● **DOCUMENT EXTRACT**:
Unmanned aerial vehicle technology is advancing rapidly, and drones are getting smaller by the day. Militaries are now employing Micro, Mini & Nano UAVs into their operations. They provide situational awareness to a small group of soldiers by flying several stories above them for 10-20 minutes at a time before placed back into a pocket to recharge. These will be used to carry out tasks in urban environments, such as deliveries, surveillance, and search and rescue. Small drones are considered better because they are more agile, are harder to detect, and are easier for pilots to control.

 

In August 2019, US Army troops in Afghanistan deployed a new reconnaissance tool: palm-size drones that weigh just over an ounce. The Black Hornet remote-control micro-copters stream hi-def video and photos, and their diminutive dimensions—and ability to fly without a GPS signal—make them especially adept at ducking into buildings, bunkers, and caves. Black Hornet PRS transmit live video and HD still images, providing soldiers with real time battleground situational awareness. This helps personnel take informed decisions and increase the efficiency of the mission. Till date, the company has delivered more than 12,000 Black Hornet nano-UAVs to defence and security forces across the globe.

 

Army requirements

The Army’s Short Range Reconnaissance (SRR) effort is spending $11 million with six companies to prototype and evaluate drones that can provide the soldier on the ground with a rapidly deployable scouting capability to gain situational awareness beyond the next terrain feature. According to the original solicitation, the drones would be expected to fly for 30 minutes straight at a range of up nearly two miles; also specified was that the aircraft should weigh three pounds or less, take less than two minutes to assemble, and fit inside a soldier’s standard-issue rucksack.

 

These tiny UAVs must be able to take off and land vertically, and are intended to give small tactical units, such as a platoon, quick intelligence, surveillance and reconnaissance information about enemy forces at the end of a street or over the next hill.

 

The DoD wants the UAV to have a 30min flight endurance, 1.62nm (3km) operational range, 8,000ft service ceiling and the ability to fly in 15kt (28km/h) winds or greater. The SSR programme’s desired price point for the airframe is $2,000, and another $2,000 for the optical sensor package.

 

The UAV should also have a maximum volume of 10 litres, with total take-off weight not exceeding 1.36kg (3lb). It should have a camera to take pictures with a minimum of 16 megapixel resolution, as well as the ability to record high definition full-motion video.

The army is also pursuing the acquisition of small UAVs through its Soldier Borne Sensor programme. The ultimate goal of that effort is to field one UAV to nearly all of the more than 7,000 squads in the service – typically, a group of seven to nine soldiers.

● **REQUIREMENTS**:
[A] According to the passage on small military drones, how many Black Hornet nano-UAVs has the company delivered to defence and security forces?
[B] Please write the next part of the passage on small military drones, picking up after its final sentence.
The items play no role here.

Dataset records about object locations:
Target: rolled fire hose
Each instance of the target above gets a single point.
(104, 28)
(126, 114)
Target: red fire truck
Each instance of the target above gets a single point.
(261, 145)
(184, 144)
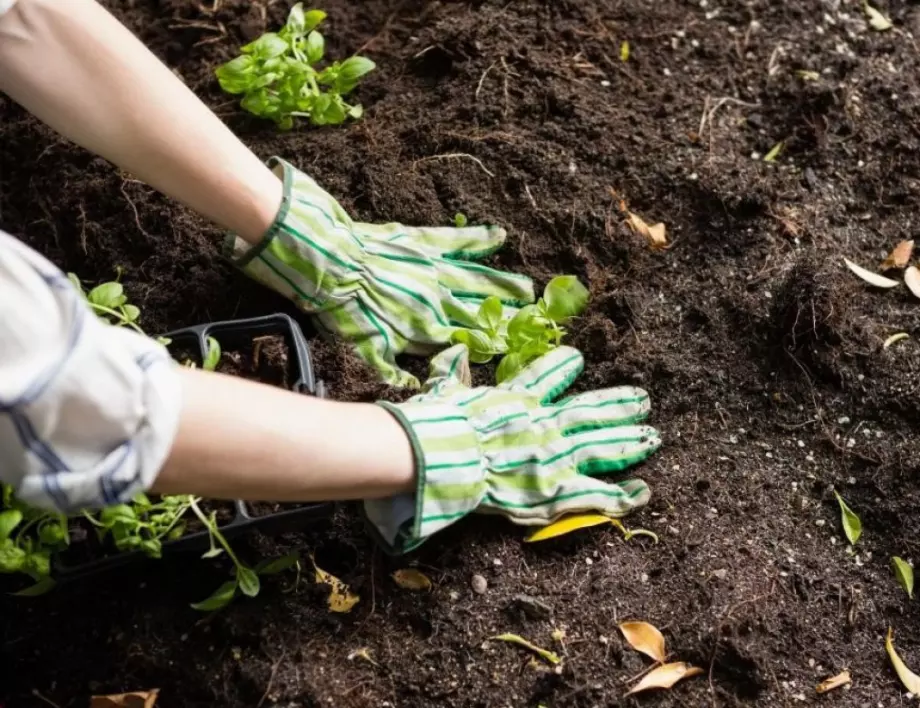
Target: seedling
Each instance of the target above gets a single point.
(278, 77)
(532, 332)
(29, 537)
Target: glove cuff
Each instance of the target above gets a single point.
(450, 476)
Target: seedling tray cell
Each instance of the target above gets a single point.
(232, 335)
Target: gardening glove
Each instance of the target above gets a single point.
(510, 450)
(388, 289)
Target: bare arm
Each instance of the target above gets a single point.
(79, 70)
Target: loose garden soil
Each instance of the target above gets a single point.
(763, 354)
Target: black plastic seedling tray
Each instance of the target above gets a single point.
(231, 334)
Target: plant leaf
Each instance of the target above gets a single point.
(879, 281)
(833, 682)
(219, 598)
(277, 565)
(852, 526)
(40, 588)
(910, 680)
(9, 520)
(520, 641)
(912, 280)
(565, 297)
(136, 699)
(905, 575)
(248, 580)
(774, 152)
(665, 676)
(341, 599)
(899, 256)
(411, 579)
(877, 20)
(645, 638)
(894, 338)
(566, 525)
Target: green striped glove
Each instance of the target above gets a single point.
(510, 450)
(386, 288)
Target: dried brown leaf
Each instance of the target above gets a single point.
(135, 699)
(899, 256)
(834, 682)
(645, 638)
(665, 676)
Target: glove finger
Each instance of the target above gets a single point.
(606, 450)
(549, 375)
(577, 495)
(464, 243)
(471, 280)
(372, 341)
(623, 405)
(449, 369)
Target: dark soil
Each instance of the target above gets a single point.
(763, 354)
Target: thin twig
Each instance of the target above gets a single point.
(271, 678)
(483, 78)
(137, 217)
(455, 155)
(38, 695)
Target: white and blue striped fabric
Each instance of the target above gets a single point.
(88, 411)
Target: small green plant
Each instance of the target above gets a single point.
(278, 77)
(29, 536)
(533, 331)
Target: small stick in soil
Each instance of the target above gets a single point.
(483, 78)
(38, 695)
(137, 217)
(271, 678)
(453, 156)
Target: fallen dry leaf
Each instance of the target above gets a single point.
(899, 257)
(894, 338)
(834, 682)
(656, 234)
(136, 699)
(665, 676)
(910, 680)
(645, 638)
(879, 281)
(341, 599)
(520, 641)
(566, 525)
(411, 579)
(912, 280)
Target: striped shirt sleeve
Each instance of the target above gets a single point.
(88, 411)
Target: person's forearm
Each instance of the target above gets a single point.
(241, 440)
(79, 70)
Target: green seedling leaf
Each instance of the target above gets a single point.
(316, 46)
(565, 297)
(852, 526)
(219, 598)
(490, 314)
(905, 575)
(9, 520)
(40, 588)
(774, 152)
(277, 565)
(110, 295)
(212, 359)
(248, 580)
(549, 656)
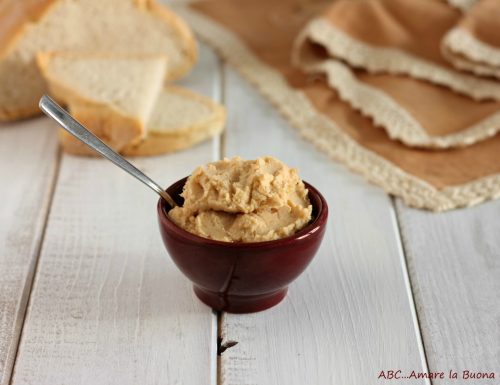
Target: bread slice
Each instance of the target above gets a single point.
(179, 120)
(110, 26)
(113, 96)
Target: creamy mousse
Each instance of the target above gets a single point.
(235, 200)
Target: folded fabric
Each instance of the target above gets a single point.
(474, 44)
(257, 38)
(390, 38)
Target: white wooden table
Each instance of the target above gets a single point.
(88, 294)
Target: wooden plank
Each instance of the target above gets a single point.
(350, 315)
(454, 264)
(108, 304)
(28, 161)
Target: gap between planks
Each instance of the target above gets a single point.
(52, 188)
(409, 288)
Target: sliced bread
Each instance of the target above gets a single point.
(110, 26)
(179, 120)
(113, 96)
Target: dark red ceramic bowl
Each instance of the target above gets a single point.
(242, 277)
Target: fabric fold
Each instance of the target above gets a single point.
(257, 39)
(474, 44)
(403, 69)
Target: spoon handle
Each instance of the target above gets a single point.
(70, 124)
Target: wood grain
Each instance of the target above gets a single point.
(349, 316)
(454, 264)
(108, 305)
(28, 159)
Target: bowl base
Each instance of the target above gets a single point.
(240, 303)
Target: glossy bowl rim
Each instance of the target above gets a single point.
(313, 227)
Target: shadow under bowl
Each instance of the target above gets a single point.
(242, 277)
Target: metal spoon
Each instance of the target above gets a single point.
(70, 124)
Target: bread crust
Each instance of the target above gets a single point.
(31, 11)
(157, 143)
(162, 143)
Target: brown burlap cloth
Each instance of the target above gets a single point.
(369, 86)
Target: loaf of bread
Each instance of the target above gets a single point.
(112, 95)
(179, 120)
(107, 26)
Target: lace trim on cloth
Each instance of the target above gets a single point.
(466, 52)
(327, 136)
(393, 61)
(463, 5)
(394, 119)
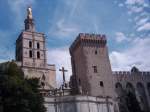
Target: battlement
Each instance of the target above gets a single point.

● **TASK-BY-TASK ANSWERS**:
[A] More than 12,000.

[B]
 

“The main purpose of this mission is to provide security, safety and alertness to the soldiers as to where the enemy is at all times,” says Sunny Koshal, chief of the soldier support branch at the US Army’s Rock Island Arsenal Joint Manufacturing and Technology Center in Illinois.

 

Armies employing Micro and Nano UAVs into their operations

FLIR Systems has secured an additional contract from the US Army to deliver its FLIR Black Hornet 3 Personal Reconnaissance Systems (PRS). The advanced nano-unmanned aerial vehicles (UAVs) to be delivered under the $20.6m contract will support the Army’s Soldier Borne Sensor (SBS) programme. They will support platoon- and small unit-level surveillance and reconnaissance capabilities of the US Army. In January  2019 , the Army initially awarded a $39.7m contract to FLIR for Black Hornet 3’s to support the SBS programme. Delivery of these systems is currently underway. The combat-proven, pocket-sized nano UAVs are extremely light and silent and have a flight time up to 25 minutes.

 

Taking a crucial step in its Soldier Borne Sensor program, these drones would assist soldiers who do not have an aerial support or satellite connection in gaining insights about their surroundings. FLIR developed a proprietary composite to minimize weight without sacrificing durability, so the wee spies can fly in 15-knot wind, remain airborne 25 minutes, and venture as far as 1.5 miles on a charge. Thanks to a revamped rotor design and flight control software that works much like an autopilot, the Black Hornet is unusually easy to fly using a tablet and a pistol-grip-style controller. Soldiers carry one version for daytime use and another equipped with a thermal camera for low-light conditions. Learning to maneuver them takes just minutes, quickly (and dramatically) increasing a squad’s situational awareness.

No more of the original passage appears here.